### Exercise description:
Pick out every line of the entries below that contains the word "wooden", and copy each one in full.

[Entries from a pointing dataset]

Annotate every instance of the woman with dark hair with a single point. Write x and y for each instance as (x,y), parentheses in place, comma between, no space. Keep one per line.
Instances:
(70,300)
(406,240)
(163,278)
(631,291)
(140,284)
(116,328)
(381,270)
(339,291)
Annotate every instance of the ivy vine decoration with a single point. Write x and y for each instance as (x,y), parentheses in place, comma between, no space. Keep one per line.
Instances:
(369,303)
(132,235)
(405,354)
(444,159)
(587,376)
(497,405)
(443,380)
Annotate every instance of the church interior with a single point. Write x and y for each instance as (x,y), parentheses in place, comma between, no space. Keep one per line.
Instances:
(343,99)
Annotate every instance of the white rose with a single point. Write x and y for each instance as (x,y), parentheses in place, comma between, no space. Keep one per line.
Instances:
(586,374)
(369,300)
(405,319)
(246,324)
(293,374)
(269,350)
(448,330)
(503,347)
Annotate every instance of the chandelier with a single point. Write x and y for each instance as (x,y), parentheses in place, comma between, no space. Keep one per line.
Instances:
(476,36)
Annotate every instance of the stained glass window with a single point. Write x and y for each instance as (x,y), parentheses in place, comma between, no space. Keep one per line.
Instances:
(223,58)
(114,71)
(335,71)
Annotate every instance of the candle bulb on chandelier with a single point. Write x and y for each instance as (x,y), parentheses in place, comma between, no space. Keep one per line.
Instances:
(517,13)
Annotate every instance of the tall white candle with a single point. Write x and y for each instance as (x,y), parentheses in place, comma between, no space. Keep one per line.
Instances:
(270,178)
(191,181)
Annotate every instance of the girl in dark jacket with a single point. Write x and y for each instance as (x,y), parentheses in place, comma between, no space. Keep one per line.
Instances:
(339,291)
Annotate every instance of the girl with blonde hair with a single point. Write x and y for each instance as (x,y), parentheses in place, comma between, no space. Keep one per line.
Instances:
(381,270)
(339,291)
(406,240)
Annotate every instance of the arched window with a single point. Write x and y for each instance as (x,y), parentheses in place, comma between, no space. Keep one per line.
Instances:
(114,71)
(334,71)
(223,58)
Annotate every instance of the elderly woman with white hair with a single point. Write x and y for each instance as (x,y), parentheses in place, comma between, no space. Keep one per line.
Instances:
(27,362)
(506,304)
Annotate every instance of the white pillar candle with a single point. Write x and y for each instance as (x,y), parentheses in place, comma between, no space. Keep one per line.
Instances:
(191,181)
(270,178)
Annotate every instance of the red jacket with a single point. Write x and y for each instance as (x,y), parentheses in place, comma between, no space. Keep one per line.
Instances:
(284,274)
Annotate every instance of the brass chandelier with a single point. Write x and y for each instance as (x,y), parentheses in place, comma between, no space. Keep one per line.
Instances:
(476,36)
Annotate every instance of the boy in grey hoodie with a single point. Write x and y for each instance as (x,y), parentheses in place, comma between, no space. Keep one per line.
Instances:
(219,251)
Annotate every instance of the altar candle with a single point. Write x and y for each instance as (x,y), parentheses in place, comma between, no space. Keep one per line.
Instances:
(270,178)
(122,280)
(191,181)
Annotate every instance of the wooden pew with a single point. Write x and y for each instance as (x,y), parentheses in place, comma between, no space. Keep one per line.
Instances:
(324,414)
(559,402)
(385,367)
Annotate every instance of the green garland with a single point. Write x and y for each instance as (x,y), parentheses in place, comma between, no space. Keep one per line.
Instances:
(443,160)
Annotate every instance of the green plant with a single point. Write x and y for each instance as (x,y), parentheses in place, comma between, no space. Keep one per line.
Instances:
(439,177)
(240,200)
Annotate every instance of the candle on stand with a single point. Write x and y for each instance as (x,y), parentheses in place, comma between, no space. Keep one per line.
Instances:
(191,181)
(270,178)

--

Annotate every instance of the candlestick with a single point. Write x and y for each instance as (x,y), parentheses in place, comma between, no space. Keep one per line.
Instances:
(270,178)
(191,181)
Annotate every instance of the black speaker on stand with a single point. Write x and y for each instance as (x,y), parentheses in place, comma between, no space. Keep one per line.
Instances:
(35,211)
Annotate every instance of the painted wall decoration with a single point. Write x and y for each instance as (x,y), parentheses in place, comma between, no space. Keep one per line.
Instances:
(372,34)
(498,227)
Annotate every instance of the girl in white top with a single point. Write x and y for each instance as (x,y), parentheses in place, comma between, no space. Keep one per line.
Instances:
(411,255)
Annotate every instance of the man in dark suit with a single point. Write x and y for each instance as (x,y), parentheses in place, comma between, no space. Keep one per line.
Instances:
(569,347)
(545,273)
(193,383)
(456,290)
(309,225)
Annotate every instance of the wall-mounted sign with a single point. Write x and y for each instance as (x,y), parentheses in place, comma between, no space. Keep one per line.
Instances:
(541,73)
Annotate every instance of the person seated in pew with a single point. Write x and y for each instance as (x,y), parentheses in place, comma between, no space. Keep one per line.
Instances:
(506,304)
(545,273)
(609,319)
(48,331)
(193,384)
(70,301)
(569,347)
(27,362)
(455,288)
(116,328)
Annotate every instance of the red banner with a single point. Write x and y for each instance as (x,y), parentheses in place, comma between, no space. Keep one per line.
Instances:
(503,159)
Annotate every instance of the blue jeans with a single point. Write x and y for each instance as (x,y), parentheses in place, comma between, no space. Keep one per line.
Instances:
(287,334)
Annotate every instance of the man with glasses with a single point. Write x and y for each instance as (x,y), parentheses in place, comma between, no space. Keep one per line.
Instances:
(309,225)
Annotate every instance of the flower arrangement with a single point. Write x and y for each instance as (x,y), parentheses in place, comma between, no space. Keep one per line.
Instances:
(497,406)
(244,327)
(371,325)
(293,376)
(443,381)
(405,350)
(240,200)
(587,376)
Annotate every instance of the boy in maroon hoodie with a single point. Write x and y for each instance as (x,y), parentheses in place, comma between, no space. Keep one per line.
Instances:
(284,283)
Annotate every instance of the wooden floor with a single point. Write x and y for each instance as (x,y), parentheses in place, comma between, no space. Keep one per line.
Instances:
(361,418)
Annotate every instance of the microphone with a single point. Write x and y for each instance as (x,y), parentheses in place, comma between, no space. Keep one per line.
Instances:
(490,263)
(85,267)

### Finished answer:
Annotate every instance of the wooden pew with a single point. Write x and y for each instance as (x,y), parentheses in place, comma between, no space. Keep one per line.
Annotate every instance of the wooden floor with a single point. Write x and y for each instance as (x,y), parentheses in place, comma between, no space. Keep one per line.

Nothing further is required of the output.